Coordinate labeling data
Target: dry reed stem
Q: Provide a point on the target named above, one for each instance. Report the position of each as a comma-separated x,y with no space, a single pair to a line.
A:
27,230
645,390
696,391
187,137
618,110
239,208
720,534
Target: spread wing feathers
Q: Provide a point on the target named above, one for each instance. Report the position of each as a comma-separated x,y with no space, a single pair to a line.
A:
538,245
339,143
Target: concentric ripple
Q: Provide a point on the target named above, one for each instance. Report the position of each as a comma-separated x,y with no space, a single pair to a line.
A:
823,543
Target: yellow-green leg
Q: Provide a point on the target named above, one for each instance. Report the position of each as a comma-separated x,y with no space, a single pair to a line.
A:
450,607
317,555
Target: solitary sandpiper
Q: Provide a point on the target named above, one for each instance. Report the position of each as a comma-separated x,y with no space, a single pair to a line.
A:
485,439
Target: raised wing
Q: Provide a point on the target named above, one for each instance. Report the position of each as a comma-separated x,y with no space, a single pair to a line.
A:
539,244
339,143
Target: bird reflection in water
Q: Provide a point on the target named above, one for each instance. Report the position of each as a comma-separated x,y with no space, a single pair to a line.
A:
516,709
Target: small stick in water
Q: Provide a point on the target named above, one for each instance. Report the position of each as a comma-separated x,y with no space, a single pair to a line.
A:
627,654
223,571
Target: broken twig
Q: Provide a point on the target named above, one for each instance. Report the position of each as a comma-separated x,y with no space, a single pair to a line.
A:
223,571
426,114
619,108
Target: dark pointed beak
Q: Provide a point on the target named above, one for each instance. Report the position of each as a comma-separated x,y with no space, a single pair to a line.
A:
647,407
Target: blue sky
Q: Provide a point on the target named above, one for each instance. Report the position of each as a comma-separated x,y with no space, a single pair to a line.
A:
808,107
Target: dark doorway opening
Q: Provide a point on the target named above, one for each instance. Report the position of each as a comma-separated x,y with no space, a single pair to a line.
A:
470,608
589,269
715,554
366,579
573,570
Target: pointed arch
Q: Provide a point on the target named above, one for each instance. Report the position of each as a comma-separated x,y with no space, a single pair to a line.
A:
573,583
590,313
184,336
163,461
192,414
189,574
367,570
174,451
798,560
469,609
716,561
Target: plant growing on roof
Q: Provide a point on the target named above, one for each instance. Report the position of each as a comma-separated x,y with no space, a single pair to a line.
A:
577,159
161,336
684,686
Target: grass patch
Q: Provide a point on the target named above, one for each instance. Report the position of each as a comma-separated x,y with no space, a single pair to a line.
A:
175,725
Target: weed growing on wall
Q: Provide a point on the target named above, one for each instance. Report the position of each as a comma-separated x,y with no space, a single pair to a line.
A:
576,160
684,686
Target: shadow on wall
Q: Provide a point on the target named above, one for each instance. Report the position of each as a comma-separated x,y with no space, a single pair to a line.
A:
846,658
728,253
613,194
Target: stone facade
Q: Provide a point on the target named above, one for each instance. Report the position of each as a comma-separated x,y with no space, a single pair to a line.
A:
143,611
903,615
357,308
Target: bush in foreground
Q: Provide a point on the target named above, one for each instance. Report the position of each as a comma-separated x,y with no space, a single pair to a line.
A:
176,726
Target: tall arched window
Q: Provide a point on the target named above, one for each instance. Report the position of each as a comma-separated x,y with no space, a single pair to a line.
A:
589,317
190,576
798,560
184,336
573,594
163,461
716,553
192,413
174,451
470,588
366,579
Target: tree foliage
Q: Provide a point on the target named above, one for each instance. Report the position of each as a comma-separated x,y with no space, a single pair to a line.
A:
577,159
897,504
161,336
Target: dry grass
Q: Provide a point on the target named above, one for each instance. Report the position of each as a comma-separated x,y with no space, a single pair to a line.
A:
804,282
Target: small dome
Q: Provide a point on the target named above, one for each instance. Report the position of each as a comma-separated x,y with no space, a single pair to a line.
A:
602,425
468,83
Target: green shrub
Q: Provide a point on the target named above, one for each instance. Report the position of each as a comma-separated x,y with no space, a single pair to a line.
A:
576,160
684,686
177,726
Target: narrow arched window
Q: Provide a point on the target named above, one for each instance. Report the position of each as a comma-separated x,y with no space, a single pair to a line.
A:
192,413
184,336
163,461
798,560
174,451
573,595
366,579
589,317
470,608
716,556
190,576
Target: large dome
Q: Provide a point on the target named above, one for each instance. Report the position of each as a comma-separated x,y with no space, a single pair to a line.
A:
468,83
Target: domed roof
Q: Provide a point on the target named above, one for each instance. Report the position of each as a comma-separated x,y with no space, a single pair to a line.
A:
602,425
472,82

> What the task requires:
Without changing a word, restate the whole listing.

> Answer for this exercise:
Target: dry reed stem
Q: Provide a point on the target named above, one for each instance. Report the position of each as a comma-separated x,y with no space, a single pair to a line.
A:
27,230
645,390
696,391
187,137
618,110
239,208
720,534
Target: spread wing feathers
Q: Provide a point on the target named above, one for each instance. Report the position of each as a comma-separated x,y with no space, a single pair to a line.
A:
538,245
339,143
Target: concentric ripple
Q: Provide a point on the target named above, one for each instance. Report the position of each as a comma-separated x,y with no space, a single pair to a line.
A:
823,543
Target: yellow-green leg
Q: Provide a point on the target named above, one for each instance. Report the position of each as a comma-separated x,y with no space, a single pair to a line.
A:
450,607
317,555
Target: solitary sandpiper
Q: Provide a point on the target named above, one for each instance. Report the position of each as a comma-separated x,y with no space, a single pair to a line.
A:
485,439
Target: raised wing
Q: Provide a point on the target named above, one for each instance. Report the position of each as a comma-separated x,y with no space, a single pair to a line.
A:
539,244
339,143
Target: bird reflection in water
Q: Provide a point on the target named above, one for each instance. Report the position of each as a comma-separated x,y with no space, a single pair to a line.
A:
516,709
Target: small stick in water
Q: Provide a point on the target named above, one for each instance. Report the position of each as a comma-separated x,y with no space, a single pair to a line.
A:
627,654
223,571
Target: broken twig
Q: Provide a point on the target named above, one for each instance. Report the position of each as a comma-separated x,y with no space, a single pair to a line.
A:
223,571
426,114
619,108
Target: dark pointed beak
Q: Provide a point on the target named above, one for each instance. Report the position of each as a comma-separated x,y with no space, a single pair to a line.
A:
647,407
Target: blue sky
Q: Provide a point on the target named above, one for each instance. Report the position of each as a comma-separated x,y with no space, a single pair to a line.
A:
808,107
Target: dark doorway opening
Q: Provide a point on the target named above, one for each instance. Report the position of each as a comma-separated x,y with no space, a single pair to a line.
A:
470,608
589,269
715,554
366,579
573,570
Target: pointed arch
Q: Provide a point on the target named above, one for each instance. Report the position of each as a comma-separated x,y with no space, a single pair to a line.
A:
573,583
590,313
184,336
163,461
192,414
189,574
367,570
174,451
798,560
469,609
716,561
Target: plant growing on roof
Q: Provide a point on the target named above, one for each instance. Report the position of each as a comma-separated x,y with no space, a single pair to a line.
A:
577,159
161,336
684,686
Target: grass patch
Q: Provide a point on the target named above, one for each instance. Report the position of each as a comma-separated x,y with no space, a single pair to a line.
A:
175,725
Target: weed growing on wall
Q: Provide a point on the target named above, one for each instance. Report the position of each as a comma-separated x,y with no space, a single pair to a line.
A:
576,160
684,686
Target: shadow on wall
Q: Provide a point on the target named above, one for each instance. Report the position of each as a comma-separated x,y with no space, a single pair to a line.
A:
846,658
728,253
613,194
Target: stone facade
Q: Provide a point on the target named above, one for each instance. Report the position of each as a comma-separated x,y with no space, a single pair to a line.
A:
143,611
903,615
357,308
Target: bush in foreground
Q: Provide a point on the target named above, one for each instance. Report the position of each as a comma-separated x,y with no space, a single pair to a line.
A:
176,726
Target: tall arched window
Q: Provide a point on the target named above, one for each instance. Report the position of each as a comma-separated x,y with no space, a single pair to a line.
A:
589,317
190,576
798,560
184,336
573,594
163,461
716,553
192,413
174,451
470,588
366,579
Target: tree foliage
Q: Provide a point on the target named above, one for each instance. Report the position of each as a comma-separated x,y with no space, a single pair to a line.
A:
577,159
897,504
161,336
Target: dry grass
Q: Provide a point on the target named above, one for each instance. Report the position of each as a comma-separated x,y with no space, a single pair to a line.
A:
804,282
Target: small dome
Q: Provide a point on the target named above, one for each instance. Report the position of each as a comma-separated x,y with no space, a single pair to a line.
A:
602,425
468,83
Target: green shrub
Q: Provide a point on the target named above, one for each instance. Report the position of each as a comma-separated x,y with no space, a single pair to a line.
A:
576,160
684,686
177,726
Target: narrow arched window
Q: Provide a point on the target named above, one for each instance. Report the position of each as a comma-separated x,y with no space, a single pair to a line.
A:
192,413
184,336
163,461
798,560
174,451
573,595
366,579
589,317
470,608
716,556
190,576
Target: large dome
Q: Provide a point on the target named above, one for each instance. Report the position of each as a comma-separated x,y with no space, a single pair to a line.
A:
468,83
Target: domed roof
Q: Provide a point on the target named above, one for each instance. Report the position of each as a comma-separated x,y with no space, a single pair to a line.
A:
602,425
472,82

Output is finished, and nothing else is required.